### REQUIRED WORK
Can you duplicate the passage on AI confidence scores word for word, between "For the hospitals" and "your own data.", inclusive?

### TEXT SHOWN

· · · · ·

This is not unique to healthcare. Language models have the same fundamental structure. When GPT-4 states something confidently, it is expressing that the token sequence it is generating closely matches patterns in its training corpus. It has no epistemic access to whether those patterns reflect ground truth. Research teams at DeepMind, Google, and several universities have shown that large language models are systematically overconfident on questions where training data was scarce, contradictory, or outdated. The model does not know what it does not know. It just generates the next token.

If you want to go deeper on how that generation process actually works, the piece on chain-of-thought prompting covers some of the underlying mechanics in useful detail.

What Epic and Its Hospital Clients Should Have Done Differently

The Michigan study is valuable not just as a cautionary tale but as a template for how to actually evaluate AI confidence. The researchers did something simple: they tracked the model’s high-confidence predictions against actual outcomes over time in their specific patient population. They did not trust the validation metrics from the original training context. They re-evaluated in deployment.

This is the key move most organizations skip. They see a model with a 92% AUC on a benchmark, deploy it, and treat the confidence scores as meaningful. They are not. A confidence score is only meaningful relative to a base rate in your specific context with your specific data distribution.

For the hospitals running Epic, the practical corrective would have been to measure the positive predictive value of high-confidence alerts in their patient population before rolling out any clinical protocol that depended on those alerts. That measurement takes weeks, not years. They had the outcome data. They needed to look at it.

For software teams deploying language models, the corrective is similar: identify the categories of queries where your model tends to fail, and test those specifically. Do not assume that a model’s stated confidence maps to correctness. Build your own ground truth on your own data.

The Broader Lesson

There is an uncomfortable corollary here. If you cannot trust confidence scores, what do you do with them? The answer is: use them as one signal among several, and never as a binary gate.

High confidence from a model should trigger one question: is this input similar to the training distribution? If yes, the confidence is somewhat informative. If no, the confidence score is noise dressed up as signal. The problem is that most systems have no easy way to answer that question in real time.

· · · · ·

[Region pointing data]

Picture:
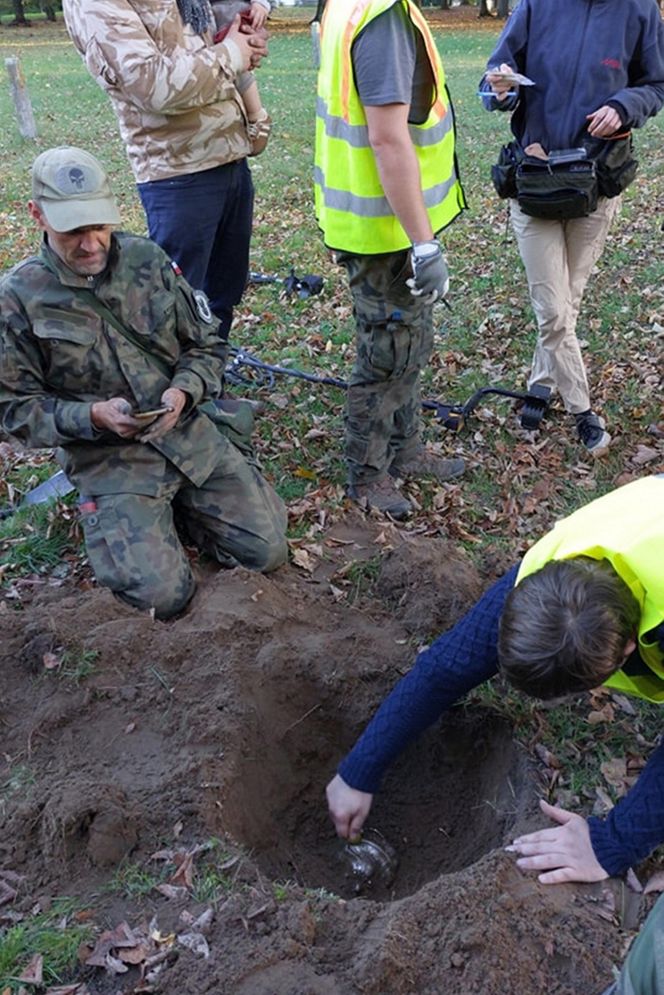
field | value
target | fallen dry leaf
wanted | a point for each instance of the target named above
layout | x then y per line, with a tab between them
614	773
171	890
195	942
184	874
33	973
605	714
643	455
79	989
301	558
111	939
114	965
655	883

· · · · ·

### SOLUTION BELOW
For the hospitals running Epic, the practical corrective would have been to measure the positive predictive value of high-confidence alerts in their patient population before rolling out any clinical protocol that depended on those alerts. That measurement takes weeks, not years. They had the outcome data. They needed to look at it.

For software teams deploying language models, the corrective is similar: identify the categories of queries where your model tends to fail, and test those specifically. Do not assume that a model’s stated confidence maps to correctness. Build your own ground truth on your own data.